• _Your objective_: Filter the listing below to only the lines that contain the word "flight", and copy each of those lines.

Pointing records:

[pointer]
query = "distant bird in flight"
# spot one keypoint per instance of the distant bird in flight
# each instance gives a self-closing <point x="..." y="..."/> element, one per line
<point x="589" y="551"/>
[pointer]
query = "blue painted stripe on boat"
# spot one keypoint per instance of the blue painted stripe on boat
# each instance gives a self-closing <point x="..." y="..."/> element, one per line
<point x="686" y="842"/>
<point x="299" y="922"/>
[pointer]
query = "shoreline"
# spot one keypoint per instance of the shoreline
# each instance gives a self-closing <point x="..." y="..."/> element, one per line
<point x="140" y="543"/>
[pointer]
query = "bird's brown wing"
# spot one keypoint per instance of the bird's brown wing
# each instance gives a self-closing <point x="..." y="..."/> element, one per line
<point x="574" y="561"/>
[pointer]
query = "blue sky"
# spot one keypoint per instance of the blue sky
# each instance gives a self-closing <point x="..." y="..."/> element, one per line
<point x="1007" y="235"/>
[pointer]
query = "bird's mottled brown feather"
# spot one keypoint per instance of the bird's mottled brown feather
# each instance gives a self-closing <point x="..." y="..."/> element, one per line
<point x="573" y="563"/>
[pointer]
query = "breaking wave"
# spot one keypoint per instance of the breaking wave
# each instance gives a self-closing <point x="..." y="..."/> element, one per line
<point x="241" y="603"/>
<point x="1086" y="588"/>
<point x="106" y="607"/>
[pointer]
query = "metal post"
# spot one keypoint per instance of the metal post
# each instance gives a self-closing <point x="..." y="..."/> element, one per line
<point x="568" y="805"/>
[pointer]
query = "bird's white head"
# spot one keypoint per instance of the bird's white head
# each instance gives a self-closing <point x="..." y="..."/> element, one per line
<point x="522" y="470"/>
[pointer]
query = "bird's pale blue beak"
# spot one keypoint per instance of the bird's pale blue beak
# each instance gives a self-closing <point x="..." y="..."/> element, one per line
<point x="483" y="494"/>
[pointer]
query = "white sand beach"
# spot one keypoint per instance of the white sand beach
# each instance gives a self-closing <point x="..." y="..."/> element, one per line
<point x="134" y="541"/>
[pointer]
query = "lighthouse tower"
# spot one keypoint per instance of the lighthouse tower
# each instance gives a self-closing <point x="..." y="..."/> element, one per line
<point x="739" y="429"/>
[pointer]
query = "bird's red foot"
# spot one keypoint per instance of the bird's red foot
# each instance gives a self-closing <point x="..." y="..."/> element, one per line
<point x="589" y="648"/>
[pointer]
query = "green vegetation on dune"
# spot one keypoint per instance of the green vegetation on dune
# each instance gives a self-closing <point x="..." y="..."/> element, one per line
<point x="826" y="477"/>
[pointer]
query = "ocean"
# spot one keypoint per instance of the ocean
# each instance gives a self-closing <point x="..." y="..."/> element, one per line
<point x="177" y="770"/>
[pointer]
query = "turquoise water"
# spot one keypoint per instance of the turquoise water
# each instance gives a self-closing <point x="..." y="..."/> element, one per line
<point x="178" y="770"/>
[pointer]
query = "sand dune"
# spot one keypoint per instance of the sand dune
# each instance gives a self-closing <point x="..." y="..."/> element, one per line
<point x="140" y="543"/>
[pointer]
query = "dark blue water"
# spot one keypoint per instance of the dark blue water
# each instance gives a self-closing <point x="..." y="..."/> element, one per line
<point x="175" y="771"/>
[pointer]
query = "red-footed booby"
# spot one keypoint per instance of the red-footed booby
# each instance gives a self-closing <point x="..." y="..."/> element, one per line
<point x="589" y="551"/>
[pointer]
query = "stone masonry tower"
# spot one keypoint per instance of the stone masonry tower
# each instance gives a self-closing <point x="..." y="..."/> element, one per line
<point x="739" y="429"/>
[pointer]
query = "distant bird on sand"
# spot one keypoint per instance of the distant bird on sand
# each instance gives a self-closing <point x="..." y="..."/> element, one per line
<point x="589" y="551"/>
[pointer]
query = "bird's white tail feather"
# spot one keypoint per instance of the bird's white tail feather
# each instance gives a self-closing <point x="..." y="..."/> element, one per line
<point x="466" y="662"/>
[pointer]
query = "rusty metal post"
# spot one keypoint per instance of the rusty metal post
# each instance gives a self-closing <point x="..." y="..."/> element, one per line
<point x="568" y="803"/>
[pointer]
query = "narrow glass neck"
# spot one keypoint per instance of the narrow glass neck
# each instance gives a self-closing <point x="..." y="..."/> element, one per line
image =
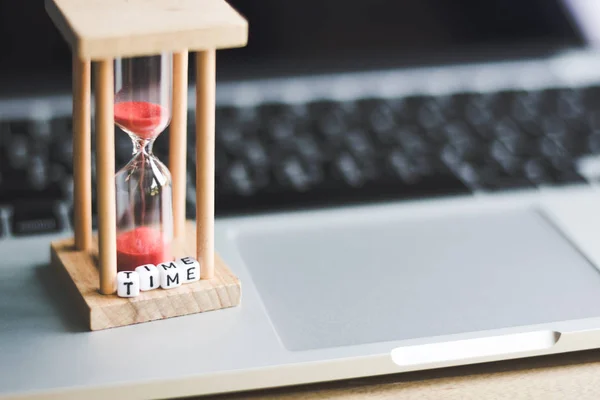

• _Problem solution_:
query = "distant bird in flight"
# spot one keypoint per instance of the distant bird in flight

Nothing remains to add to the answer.